▶ **WRITTEN TASK**
The records that follow need to be output exactly as they are.

#####

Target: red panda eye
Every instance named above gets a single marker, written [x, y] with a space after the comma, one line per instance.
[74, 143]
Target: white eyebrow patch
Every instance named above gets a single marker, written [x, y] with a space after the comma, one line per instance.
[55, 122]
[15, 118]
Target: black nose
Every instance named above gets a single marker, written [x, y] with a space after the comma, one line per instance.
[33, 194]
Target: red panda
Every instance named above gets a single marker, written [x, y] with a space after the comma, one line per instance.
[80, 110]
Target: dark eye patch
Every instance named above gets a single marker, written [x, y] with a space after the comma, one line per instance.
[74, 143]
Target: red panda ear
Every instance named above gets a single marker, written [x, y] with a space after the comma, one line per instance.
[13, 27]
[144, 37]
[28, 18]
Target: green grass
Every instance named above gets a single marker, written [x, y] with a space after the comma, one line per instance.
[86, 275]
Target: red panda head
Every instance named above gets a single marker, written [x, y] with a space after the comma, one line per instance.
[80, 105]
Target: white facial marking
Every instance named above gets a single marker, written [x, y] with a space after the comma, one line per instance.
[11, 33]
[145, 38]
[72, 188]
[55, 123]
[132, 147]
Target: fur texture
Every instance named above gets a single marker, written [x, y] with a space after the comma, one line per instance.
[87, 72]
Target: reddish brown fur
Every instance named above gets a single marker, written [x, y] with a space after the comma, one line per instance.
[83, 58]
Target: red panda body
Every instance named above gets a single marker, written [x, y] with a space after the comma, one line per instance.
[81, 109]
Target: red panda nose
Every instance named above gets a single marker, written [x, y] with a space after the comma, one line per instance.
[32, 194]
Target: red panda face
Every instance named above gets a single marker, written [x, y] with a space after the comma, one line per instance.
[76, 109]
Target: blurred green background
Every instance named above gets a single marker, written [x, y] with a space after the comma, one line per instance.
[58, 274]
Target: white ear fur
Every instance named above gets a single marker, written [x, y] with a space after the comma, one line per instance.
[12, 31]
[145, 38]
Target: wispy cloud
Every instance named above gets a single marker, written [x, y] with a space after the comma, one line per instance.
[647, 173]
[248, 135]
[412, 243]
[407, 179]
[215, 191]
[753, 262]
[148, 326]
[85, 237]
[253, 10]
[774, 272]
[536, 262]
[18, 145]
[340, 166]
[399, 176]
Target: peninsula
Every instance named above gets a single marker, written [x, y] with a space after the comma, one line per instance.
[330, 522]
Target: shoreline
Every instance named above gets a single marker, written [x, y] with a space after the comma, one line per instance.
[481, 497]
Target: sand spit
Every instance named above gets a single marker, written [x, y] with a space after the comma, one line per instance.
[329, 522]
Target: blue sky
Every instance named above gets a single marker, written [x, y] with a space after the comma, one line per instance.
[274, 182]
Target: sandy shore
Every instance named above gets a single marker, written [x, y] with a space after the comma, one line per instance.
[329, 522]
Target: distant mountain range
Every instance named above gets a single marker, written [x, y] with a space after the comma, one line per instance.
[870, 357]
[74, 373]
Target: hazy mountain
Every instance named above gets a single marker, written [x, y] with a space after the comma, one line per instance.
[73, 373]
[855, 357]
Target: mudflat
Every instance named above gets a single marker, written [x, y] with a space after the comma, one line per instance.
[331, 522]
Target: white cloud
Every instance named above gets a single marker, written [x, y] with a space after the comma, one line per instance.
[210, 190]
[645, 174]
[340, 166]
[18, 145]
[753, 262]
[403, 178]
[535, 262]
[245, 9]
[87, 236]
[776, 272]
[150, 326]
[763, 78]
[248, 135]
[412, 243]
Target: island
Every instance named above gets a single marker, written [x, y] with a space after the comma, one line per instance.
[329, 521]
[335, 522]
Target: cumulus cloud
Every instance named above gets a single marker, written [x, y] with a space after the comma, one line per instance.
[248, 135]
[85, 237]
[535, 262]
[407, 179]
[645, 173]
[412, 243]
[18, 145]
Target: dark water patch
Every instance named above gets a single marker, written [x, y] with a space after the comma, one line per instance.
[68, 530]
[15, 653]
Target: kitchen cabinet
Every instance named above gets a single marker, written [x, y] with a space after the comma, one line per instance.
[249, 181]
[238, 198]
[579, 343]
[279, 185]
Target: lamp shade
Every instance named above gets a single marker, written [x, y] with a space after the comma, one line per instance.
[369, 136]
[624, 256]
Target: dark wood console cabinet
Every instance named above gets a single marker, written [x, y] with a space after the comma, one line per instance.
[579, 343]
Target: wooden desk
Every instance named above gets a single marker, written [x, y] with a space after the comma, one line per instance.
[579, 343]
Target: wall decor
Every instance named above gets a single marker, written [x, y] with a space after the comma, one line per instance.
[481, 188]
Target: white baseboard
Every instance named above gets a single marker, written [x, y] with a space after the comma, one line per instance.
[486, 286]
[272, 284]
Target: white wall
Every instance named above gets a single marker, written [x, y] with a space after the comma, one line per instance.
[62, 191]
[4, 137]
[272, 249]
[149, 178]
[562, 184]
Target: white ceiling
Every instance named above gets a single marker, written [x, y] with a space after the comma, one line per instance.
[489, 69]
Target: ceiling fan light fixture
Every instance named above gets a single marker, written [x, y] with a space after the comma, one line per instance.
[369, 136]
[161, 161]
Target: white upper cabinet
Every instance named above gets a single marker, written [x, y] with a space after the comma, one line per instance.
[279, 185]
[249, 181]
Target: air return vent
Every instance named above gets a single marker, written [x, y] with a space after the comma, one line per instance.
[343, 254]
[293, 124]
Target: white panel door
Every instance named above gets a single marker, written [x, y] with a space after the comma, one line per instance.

#####

▶ **REPLY**
Target: red panda eye
Every instance named above gets a single marker, written [x, y] with a space after the comma, one line per instance.
[74, 143]
Target: white eyebrow patch
Every instance named above gets a single marker, written [x, y] with a space after the comma, one line per instance.
[55, 122]
[15, 118]
Target: black nose
Every instance named above gets a single marker, written [x, y] with a space after the comma, one line per instance.
[33, 194]
Target: red panda
Every instance named above gets a single marker, written [x, y] with a space after the comma, one line per instance.
[80, 110]
Target: dark eye patch
Every instance named above gets a single marker, written [x, y] with a space after the comma, one line per instance.
[74, 143]
Target: red panda ear
Every instance named above gets a single marker, written [x, y] with a space after the comma, one line per instance.
[13, 27]
[144, 37]
[28, 18]
Target: green grass
Every instance named above gets a single marker, written [x, y] with a space after the comma, one line per instance.
[86, 275]
Target: red panda head
Every instance named above gets a single marker, written [x, y] with a space after the comma, one line per instance.
[80, 105]
Target: white facial marking
Every instance named above gets a single marker, written [x, y] with a space after the comma, one line per instance.
[11, 33]
[145, 38]
[72, 188]
[55, 123]
[132, 147]
Target: fur texture
Every instance named above gets a single marker, written [x, y] with a space after the comma, one line per instance.
[87, 72]
Target: reddish brown fur
Every instance named above gets a single marker, written [x, y] with a space after the comma, one line per instance.
[83, 58]
Target: red panda body
Every instance named above gets a single marker, written [x, y] with a space after the comma, one line per instance.
[81, 109]
Target: red panda nose
Every instance named above gets a single marker, written [x, y] with a space after the comma, one line per instance.
[32, 194]
Target: red panda face
Every instance named above gets a single marker, written [x, y] with a space after the comma, one line per instance.
[76, 109]
Target: blurred green background
Every instance named above gets a single marker, written [x, y] with a space after the comma, one line per instance.
[58, 274]
Target: white ear fur
Every instance named above gets a single marker, written [x, y] with a space after the comma, one line per instance.
[12, 31]
[145, 38]
Target: wispy cloud
Every instance named above gets a single marker, written [x, y] with a space after the comma, one line per instance.
[647, 173]
[248, 135]
[412, 243]
[407, 179]
[215, 191]
[753, 262]
[148, 326]
[85, 237]
[253, 10]
[774, 272]
[536, 262]
[18, 145]
[340, 166]
[399, 176]
Target: peninsula
Every instance named above gets a single marker, written [x, y] with a space after the comma, one line per instance.
[330, 522]
Target: shoreline
Every instance named above gets a single marker, written [x, y] with a space after the comma, one line per instance.
[481, 497]
Target: sand spit
Every instance named above gets a single marker, written [x, y] with a space after the comma, one line per instance.
[329, 522]
Target: blue sky
Every instance named above gets a single marker, written [x, y] with a space after the comma, one line per instance.
[274, 182]
Target: sandy shore
Every instance named above gets a single marker, written [x, y] with a space after the comma, one line per instance.
[329, 522]
Target: distant mountain range
Every instance named above gets a single marker, written [x, y] with a space after the comma, one line per instance.
[870, 357]
[74, 373]
Target: hazy mountain
Every instance named above gets a single marker, written [x, y] with a space after the comma, one line per instance.
[73, 373]
[855, 357]
Target: mudflat
Every instance named above gets a single marker, written [x, y] with a space after the comma, one line per instance.
[331, 522]
Target: white cloud
Every instance named above gets a single marker, written [x, y] with a space after the comma, one line per instance.
[210, 190]
[645, 174]
[340, 166]
[18, 145]
[753, 262]
[403, 178]
[535, 262]
[245, 9]
[87, 236]
[776, 272]
[150, 326]
[763, 78]
[248, 135]
[412, 243]
Target: island
Every instance named above gets a single marker, written [x, y] with a space after the comma, one line per instance.
[329, 521]
[335, 522]
Target: cumulus cloud
Every instance named above gets a single marker, written [x, y] with a space after the comma, one line per instance.
[248, 135]
[85, 237]
[535, 262]
[407, 179]
[645, 173]
[412, 243]
[18, 145]
Target: dark water patch
Every instance named above gets a single marker, written [x, y] with a space after the comma, one line per instance.
[68, 530]
[15, 653]
Target: kitchen cabinet
Every instance named above gets a single marker, written [x, y] with a space after the comma, one line per instance.
[249, 181]
[238, 198]
[579, 343]
[279, 185]
Target: lamp shade
Every instance named above gets a single marker, written [x, y] with a space after the comma, one line per instance.
[369, 136]
[624, 256]
Target: dark wood console cabinet
Every instance named above gets a single marker, written [x, y] with a space after the comma, one line per instance.
[579, 343]
Target: wooden desk
Every instance named above gets a single marker, written [x, y] with a space after the comma, one line per instance.
[579, 343]
Target: wall decor
Every instance named above gets a single marker, written [x, y] with a space after the comma, one line per instance.
[481, 188]
Target: white baseboard
Every instance named above gets a single marker, written [x, y] with a space after the comma, one line per instance.
[486, 286]
[272, 284]
Target: white wall
Every instance named above gets a single marker, written [x, y] with a space after the comma, one line per instance.
[62, 191]
[4, 137]
[272, 249]
[149, 178]
[562, 184]
Target: white ceiling
Every instance named above gets a single marker, written [x, y] with a space after the comma, one line per instance.
[489, 69]
Target: ceiling fan light fixture
Every instance named above gets a single marker, written [x, y] with a space after the comma, one line per instance.
[369, 136]
[161, 161]
Target: white upper cabinet
Every instance named above gets a single marker, written [x, y] with a space after the comma, one line per instance.
[279, 185]
[249, 181]
Target: air return vent
Every instance named above gets a single marker, written [x, y] with a space after the comma, one line per instance.
[343, 254]
[293, 124]
Target: white panel door
Every instance named above gets a single marker, written [x, y] with a space after the comma, one line per instance.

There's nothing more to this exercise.